ESTRATTO DEL DOCUMENTO.
__________

Ho qualche riserva sul modo acritico di presentare le tesi sulla concezione comunista della famiglia e della nazione raccolte nel II capitolo del Manifesto. Sono i punti più deboli e discutibili di tutta l'opera e testimoniano il prevalere dell'economicismo marxiano, o in termini ancora più rozzi, del suo inguaribile materialismo, un materialismo che ignora i sentimenti di identità e di appartenenza, e che quindi non rende conto appieno di cosa sia davvero l'uomo, anche l'uomo concreto in carne ed ossa, l'uomo inserito in una determinata formazione economico-sociale, l'uomo assoggettato alla potenza economica che lo sovrasta, alienato dal suo lavoro e dalla sua libertà. O, per dirla con Heidegger, gettato nell'esistenza, considerato nel suo esserci.
Siccome in altre pagine sto parlando della critica popperiana di Marx ed in particolare della sua presunta derivazione dall'aristotelismo essenzialistico, mi pare molto opportuno precisare qui che proprio il vero essenzialismo va perduto. Non c'è in questo capitolo, quantomeno, alcuna essenza umana, ma solo un'essenza oggettiva, l'uomo considerato unicamente come oggetto e determinato unicamente da condizioni esterne e non da qualcosa di interno. Mi pare una critica estendibile a tutto il pensiero di Marx, ma è in questo caso che il difetto di fondo appare con maggiore evidenza.
Senza contare poi, che parlare con così tanta disinvoltura di comunanza delle donne, senza nemmeno un accenno umoristico alla corrispettiva comunanza degli uomini, porta comunque ad una visione autoritaria e maschilista, ad un regresso anziché ad un progresso. Le donne sono trattate qui come un bene, una qualsiasi merce sociale. E ciò procura da pensare, non poco.

Più in generale, ancora nel II capitolo, intitolato Proletari e comunisti, emerge un approccio all'identità comunista quantomeno confusa. I comunisti non sono una parte del proletariato, ma il proletariato. Carlo Fracasso tace su questo punto, forse lo riprenderà, non lo so. Ovviamente si tratta di una tesi inaccettabile che viene dal profondo, viene cioè dalla persuasione di essere nella verità, essendo la teoria comunista poggiante su basi scientifiche.
Potrebbe darsi. Una parte di questa teoria è, o era, innegabilmente scientifica. Ma come può essere scientifico il confondere una parte con il tutto?
Come si può ammettere che un partito rappresenti il tutto? Cioè tutto il proletariato?

__________

DESCRIZIONE DELL'ESERCIZIO. Secondo il brano sul Manifesto, qual è il titolo del II capitolo?

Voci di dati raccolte

__________

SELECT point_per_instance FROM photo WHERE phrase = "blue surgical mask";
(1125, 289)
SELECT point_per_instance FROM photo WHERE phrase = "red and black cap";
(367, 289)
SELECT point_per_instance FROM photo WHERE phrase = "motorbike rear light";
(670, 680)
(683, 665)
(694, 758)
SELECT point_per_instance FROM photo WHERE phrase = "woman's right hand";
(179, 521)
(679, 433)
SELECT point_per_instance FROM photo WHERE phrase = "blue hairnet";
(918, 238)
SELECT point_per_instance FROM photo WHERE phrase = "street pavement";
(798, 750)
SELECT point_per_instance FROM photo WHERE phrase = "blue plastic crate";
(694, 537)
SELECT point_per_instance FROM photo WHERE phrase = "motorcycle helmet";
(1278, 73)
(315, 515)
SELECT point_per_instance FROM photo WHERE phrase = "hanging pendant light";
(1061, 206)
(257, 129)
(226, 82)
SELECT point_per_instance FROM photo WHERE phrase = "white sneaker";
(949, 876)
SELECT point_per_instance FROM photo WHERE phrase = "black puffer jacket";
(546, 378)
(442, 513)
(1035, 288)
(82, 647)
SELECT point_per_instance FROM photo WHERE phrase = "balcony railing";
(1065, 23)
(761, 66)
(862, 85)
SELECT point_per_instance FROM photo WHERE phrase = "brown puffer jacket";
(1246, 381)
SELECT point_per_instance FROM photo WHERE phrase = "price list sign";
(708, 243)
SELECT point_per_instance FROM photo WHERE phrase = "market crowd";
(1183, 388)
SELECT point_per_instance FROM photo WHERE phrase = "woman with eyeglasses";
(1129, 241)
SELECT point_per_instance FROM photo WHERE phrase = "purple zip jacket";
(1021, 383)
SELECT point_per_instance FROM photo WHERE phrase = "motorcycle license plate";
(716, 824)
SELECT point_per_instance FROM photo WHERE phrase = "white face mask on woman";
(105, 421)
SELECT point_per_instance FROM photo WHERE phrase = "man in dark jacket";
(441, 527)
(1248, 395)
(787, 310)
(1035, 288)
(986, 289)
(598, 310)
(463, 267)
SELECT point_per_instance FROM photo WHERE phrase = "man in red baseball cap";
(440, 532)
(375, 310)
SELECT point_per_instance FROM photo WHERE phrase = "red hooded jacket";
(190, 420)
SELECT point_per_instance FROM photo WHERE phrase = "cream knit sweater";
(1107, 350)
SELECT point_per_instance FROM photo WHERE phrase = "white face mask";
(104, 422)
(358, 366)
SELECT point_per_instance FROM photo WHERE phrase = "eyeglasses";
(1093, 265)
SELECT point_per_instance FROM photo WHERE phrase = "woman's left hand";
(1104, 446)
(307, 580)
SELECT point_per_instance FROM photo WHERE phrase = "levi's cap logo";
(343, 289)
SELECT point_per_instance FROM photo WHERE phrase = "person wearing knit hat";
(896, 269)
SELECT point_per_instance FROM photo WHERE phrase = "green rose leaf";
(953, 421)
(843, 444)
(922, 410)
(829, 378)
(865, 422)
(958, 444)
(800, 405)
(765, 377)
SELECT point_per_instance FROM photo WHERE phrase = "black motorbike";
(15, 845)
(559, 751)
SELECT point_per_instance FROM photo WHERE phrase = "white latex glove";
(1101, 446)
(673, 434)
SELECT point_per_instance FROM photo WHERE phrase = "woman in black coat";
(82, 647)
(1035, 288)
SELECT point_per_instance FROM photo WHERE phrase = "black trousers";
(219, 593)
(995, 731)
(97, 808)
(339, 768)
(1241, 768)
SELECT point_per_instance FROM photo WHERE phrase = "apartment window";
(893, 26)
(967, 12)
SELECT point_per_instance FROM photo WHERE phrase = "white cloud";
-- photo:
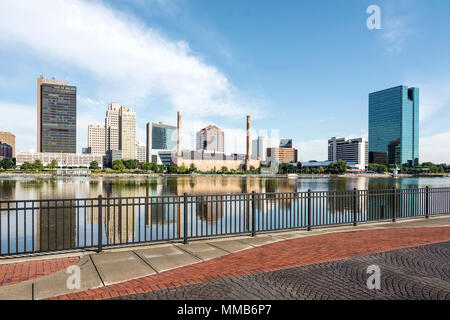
(435, 148)
(125, 60)
(312, 150)
(24, 128)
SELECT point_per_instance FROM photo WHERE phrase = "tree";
(53, 165)
(172, 168)
(131, 164)
(192, 168)
(94, 165)
(38, 166)
(342, 166)
(7, 163)
(26, 166)
(118, 165)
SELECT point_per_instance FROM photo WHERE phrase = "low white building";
(63, 159)
(351, 150)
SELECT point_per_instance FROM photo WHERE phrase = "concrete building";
(394, 126)
(97, 138)
(111, 156)
(350, 150)
(206, 160)
(127, 130)
(285, 153)
(9, 139)
(211, 139)
(5, 151)
(160, 138)
(56, 116)
(112, 127)
(141, 151)
(63, 159)
(259, 147)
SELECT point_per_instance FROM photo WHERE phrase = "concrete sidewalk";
(120, 265)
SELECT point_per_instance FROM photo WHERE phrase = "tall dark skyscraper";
(56, 116)
(394, 126)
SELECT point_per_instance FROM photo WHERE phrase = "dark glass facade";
(394, 126)
(58, 118)
(163, 137)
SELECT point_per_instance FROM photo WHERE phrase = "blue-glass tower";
(394, 126)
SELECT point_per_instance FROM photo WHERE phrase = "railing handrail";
(313, 192)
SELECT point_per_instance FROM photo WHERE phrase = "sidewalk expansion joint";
(145, 261)
(96, 270)
(229, 252)
(188, 252)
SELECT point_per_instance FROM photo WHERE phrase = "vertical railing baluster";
(99, 222)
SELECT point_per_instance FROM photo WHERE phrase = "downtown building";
(161, 142)
(210, 139)
(259, 147)
(119, 133)
(7, 145)
(394, 126)
(285, 153)
(97, 139)
(354, 151)
(56, 116)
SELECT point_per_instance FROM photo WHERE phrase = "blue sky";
(301, 68)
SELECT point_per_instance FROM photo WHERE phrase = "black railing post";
(394, 203)
(100, 223)
(355, 207)
(185, 206)
(253, 213)
(309, 210)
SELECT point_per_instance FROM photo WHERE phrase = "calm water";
(72, 224)
(30, 188)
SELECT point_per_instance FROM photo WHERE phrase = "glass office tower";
(57, 116)
(394, 126)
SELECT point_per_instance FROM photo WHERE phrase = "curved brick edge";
(13, 273)
(276, 256)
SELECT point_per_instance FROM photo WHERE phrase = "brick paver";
(419, 273)
(277, 256)
(13, 273)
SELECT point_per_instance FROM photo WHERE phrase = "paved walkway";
(122, 272)
(419, 273)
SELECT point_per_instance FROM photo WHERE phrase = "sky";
(302, 69)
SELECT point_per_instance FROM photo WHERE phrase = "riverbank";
(134, 175)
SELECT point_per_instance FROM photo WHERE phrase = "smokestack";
(247, 156)
(179, 124)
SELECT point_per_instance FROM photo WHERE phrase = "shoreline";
(160, 175)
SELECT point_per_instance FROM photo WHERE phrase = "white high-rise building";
(351, 150)
(112, 127)
(260, 146)
(127, 133)
(96, 138)
(141, 152)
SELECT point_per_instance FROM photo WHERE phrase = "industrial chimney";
(247, 155)
(179, 124)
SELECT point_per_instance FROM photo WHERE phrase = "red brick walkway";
(17, 272)
(277, 256)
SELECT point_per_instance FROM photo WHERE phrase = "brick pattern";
(13, 273)
(276, 256)
(418, 273)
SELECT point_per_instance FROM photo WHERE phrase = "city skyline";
(279, 103)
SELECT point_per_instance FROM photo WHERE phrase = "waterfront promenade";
(130, 272)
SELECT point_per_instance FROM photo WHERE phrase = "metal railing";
(35, 226)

__________

RISULTATO DELL'ESERCIZIO. Il II capitolo si intitola «Proletari e comunisti».